** EXTRACTED RECORDS **
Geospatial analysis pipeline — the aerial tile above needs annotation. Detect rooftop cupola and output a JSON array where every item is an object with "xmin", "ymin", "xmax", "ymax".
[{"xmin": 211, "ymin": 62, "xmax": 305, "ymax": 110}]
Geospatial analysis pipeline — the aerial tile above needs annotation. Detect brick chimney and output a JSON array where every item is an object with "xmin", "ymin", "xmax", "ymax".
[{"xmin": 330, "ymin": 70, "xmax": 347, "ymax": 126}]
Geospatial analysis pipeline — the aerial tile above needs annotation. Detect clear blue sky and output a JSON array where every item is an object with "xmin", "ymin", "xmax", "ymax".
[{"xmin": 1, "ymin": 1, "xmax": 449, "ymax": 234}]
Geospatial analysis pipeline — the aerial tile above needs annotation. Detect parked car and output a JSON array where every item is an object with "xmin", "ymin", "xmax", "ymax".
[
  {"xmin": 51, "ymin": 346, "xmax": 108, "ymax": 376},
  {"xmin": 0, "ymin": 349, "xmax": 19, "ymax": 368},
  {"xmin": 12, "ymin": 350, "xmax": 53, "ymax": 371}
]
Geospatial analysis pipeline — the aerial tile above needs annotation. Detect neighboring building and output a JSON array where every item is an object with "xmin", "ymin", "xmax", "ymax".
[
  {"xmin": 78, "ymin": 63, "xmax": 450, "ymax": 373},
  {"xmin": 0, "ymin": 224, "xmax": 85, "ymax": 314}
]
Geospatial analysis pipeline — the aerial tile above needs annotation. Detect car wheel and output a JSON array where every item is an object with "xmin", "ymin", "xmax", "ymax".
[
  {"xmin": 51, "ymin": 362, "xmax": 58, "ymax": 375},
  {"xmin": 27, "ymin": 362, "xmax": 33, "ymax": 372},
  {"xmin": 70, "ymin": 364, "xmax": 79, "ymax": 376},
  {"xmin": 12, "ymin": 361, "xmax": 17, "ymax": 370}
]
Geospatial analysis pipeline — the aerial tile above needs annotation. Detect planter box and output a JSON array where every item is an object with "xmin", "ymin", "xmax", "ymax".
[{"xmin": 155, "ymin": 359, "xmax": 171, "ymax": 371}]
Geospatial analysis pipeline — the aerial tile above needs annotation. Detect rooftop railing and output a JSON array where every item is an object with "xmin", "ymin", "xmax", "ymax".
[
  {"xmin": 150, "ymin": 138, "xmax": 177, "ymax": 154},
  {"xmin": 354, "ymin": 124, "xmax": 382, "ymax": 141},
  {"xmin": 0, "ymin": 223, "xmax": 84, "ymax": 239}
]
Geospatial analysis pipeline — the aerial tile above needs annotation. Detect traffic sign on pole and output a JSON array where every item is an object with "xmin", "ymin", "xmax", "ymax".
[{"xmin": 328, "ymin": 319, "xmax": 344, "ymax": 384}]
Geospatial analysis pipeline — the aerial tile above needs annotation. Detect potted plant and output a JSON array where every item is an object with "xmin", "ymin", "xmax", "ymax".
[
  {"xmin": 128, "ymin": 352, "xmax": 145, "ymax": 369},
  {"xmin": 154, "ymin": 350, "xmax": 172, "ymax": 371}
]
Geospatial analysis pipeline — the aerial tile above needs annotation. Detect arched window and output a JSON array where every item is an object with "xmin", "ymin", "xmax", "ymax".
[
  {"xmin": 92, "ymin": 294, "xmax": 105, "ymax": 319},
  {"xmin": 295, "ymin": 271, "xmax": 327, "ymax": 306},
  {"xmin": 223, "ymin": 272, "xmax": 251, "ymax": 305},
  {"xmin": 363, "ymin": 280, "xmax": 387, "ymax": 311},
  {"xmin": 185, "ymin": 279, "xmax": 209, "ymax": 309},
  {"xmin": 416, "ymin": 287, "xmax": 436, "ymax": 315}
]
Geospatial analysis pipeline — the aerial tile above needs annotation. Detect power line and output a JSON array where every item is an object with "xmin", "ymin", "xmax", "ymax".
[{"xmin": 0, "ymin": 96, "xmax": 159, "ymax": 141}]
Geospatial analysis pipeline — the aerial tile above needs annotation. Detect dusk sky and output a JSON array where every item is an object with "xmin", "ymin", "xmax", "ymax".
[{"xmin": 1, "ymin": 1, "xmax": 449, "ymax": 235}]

** TASK DETAILS **
Write out the lines of the records exactly, starting at the one holding "annotation. Detect power" and ending with the last line, and include no others.

** EXERCISE RESULT **
Geospatial analysis pipeline — the aerial tile above needs annotation. Detect power line and output a JSON array where every item is an object with "xmin", "ymin", "xmax", "ymax".
[{"xmin": 0, "ymin": 96, "xmax": 159, "ymax": 141}]
Geospatial analysis pipeline — the aerial tile above needs annotation. Detect dusk sky and output a JSON array where every item is an object with "xmin", "ymin", "xmax", "ymax".
[{"xmin": 1, "ymin": 1, "xmax": 449, "ymax": 235}]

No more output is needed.